- [EXCERPTED TEXT]:
________________________
LaNeve's First Task for Ford: Revitalize Lincoln
The former General Motors marketing VP accepted the job of chief operation officers at WPP Global Team Ford on July 31. An hour after signing his contract, Mr. LaNeve said, he bought a white 2013 Ford Explorer with a black interior.
On Aug. 20, his third day on the job, Mr. LaNeve, 53, spoke to Automotive News about moving to the agency side of the business.
His duties include running the daily operations of WPP Global Team Ford, Ford's worldwide ad agency. That means working with Team Detroit plus Ford's agencies in London, Brazil and Shanghai, and the Lincoln agency in New York. Mr. LaNeve will meet with Ford's dealer marketing groups and eventually help build dealer advertising groups in Asia.
"Asia's going to be a huge opportunity as our business grows, not just on the brand side and launch but on the dealer side," he said.
Mr. LaNeve started his career at GM, then took a detour to Volvo Cars of North America in 1997, where he was VP-marketing and later CEO. Volvo was then owned by Ford. He returned to GM in 2001 as head of Cadillac and later becoming the North American sales and marketing boss.
In 2009 he became chief marketing officer of Allstate Corp. in Northbrook, Ill., where, among other things, he oversaw the popular "Mayhem" advertising campaign.
Mr. LaNeve left Allstate in February and in mid-May emailed his resume to Mark Fields, Ford's president of the Americas.
"I was contacted by a couple of other car companies, but Ford is the only one I reached out to," Mr. LaNeve said.
________________________
- [DATA PROVIDED]:
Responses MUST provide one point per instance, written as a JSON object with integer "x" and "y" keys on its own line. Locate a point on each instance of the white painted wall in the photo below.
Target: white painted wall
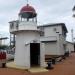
{"x": 54, "y": 48}
{"x": 24, "y": 25}
{"x": 51, "y": 48}
{"x": 22, "y": 52}
{"x": 50, "y": 31}
{"x": 69, "y": 47}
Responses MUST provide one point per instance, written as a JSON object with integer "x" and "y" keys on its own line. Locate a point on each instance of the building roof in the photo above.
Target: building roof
{"x": 27, "y": 8}
{"x": 55, "y": 24}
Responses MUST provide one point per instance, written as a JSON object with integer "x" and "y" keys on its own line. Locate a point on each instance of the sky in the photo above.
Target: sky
{"x": 49, "y": 11}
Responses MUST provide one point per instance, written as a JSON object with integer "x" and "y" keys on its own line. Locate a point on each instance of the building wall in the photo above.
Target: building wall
{"x": 58, "y": 47}
{"x": 51, "y": 31}
{"x": 22, "y": 52}
{"x": 51, "y": 48}
{"x": 69, "y": 47}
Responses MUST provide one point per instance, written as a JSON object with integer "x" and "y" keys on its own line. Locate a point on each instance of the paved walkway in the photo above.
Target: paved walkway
{"x": 66, "y": 67}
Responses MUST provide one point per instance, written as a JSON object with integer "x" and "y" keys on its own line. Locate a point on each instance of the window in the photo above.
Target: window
{"x": 54, "y": 29}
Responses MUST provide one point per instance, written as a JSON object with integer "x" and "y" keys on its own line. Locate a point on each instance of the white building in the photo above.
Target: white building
{"x": 69, "y": 46}
{"x": 29, "y": 51}
{"x": 32, "y": 43}
{"x": 54, "y": 37}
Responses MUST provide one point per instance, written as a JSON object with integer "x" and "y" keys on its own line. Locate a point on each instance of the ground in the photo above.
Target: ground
{"x": 66, "y": 67}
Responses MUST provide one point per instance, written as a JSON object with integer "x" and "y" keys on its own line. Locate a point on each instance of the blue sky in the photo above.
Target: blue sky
{"x": 49, "y": 11}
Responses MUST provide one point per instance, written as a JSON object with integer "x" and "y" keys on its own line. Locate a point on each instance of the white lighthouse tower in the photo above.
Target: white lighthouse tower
{"x": 29, "y": 51}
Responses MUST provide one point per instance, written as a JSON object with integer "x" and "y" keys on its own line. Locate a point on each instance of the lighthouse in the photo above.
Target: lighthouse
{"x": 29, "y": 51}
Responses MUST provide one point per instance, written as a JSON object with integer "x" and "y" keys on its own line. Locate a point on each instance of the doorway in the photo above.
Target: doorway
{"x": 34, "y": 54}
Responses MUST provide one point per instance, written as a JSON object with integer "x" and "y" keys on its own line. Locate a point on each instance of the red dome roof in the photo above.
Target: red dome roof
{"x": 27, "y": 9}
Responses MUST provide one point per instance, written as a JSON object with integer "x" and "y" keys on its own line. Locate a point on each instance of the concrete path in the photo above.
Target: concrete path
{"x": 66, "y": 67}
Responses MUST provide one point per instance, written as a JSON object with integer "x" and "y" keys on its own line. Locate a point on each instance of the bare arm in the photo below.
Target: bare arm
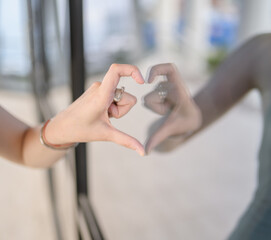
{"x": 182, "y": 113}
{"x": 85, "y": 120}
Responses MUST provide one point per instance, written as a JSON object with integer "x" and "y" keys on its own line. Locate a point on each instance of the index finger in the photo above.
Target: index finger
{"x": 115, "y": 72}
{"x": 164, "y": 69}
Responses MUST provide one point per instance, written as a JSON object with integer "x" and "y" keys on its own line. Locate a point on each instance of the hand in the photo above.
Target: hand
{"x": 87, "y": 119}
{"x": 172, "y": 100}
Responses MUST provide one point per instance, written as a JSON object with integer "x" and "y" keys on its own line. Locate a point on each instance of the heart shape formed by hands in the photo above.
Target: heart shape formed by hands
{"x": 88, "y": 118}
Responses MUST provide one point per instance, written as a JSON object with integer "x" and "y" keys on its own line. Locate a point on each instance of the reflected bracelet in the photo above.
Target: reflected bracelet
{"x": 45, "y": 142}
________________________
- [ASSIGNMENT 1]: Can you translate this sentence from the article on LaNeve's move to Ford into Spanish: "Mr. LaNeve left Allstate in February and in mid-May emailed his resume to Mark Fields, Ford's president of the Americas."
- [ASSIGNMENT 2]: How would the article on LaNeve's move to Ford go on? Write the next part, picking up after its final sentence.

- [TASK OUTPUT 1]: El Sr. LaNeve dejó Allstate en febrero y, a mediados de mayo, envió por correo electrónico su currículum a Mark Fields, presidente de Ford para las Américas.

- [TASK OUTPUT 2]:
There was no opening at Ford, but Mr. Fields and Jim Farley, Ford's marketing chief, gave Satish Korde, Team Detroit's CEO, the green light to phone Mr. LaNeve. Mr. Korde had been looking for help to handle the agency's largest client, Ford.
"Mark brings this unbelievable knowledge of an area which we don't directly get involved in, and that 's going to educate all of my team," Mr. Korde says.
Ford is banking on Mr. LaNeve's luxury car experience.
Mr. LaNeve is credited with reviving Cadillac in the early 2000s. Ford wants to rebuild Lincoln with improved products and marketing. Mr. Korde says a new Lincoln ad campaign will be released in November to launch the redesigned 2013 MKZ sedan.
But Lincoln faces challenges that are different from those Cadillac faced a decade ago, Mr. LaNeve said. Today's light-vehicle market in the United States is smaller than the 17.2 million units sold in 2001. It's more competitive, and the digital, viral flow of information is much different, he said.
"It's a different environment, but Ford has a plan for Lincoln that includes a new design language with one product after another over a period of years," Mr. LaNeve said. "I'm going to learn about it and see how I can contribute."